- **Set task**: Reproduce every line of the listing below without altering anything.
=======
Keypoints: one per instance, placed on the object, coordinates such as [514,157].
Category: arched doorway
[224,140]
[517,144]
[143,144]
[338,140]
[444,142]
=======
- **Written answer**:
Keypoints: one per instance, placed on the object, coordinates such as [514,157].
Category: arched doorway
[224,140]
[517,144]
[143,144]
[338,140]
[444,142]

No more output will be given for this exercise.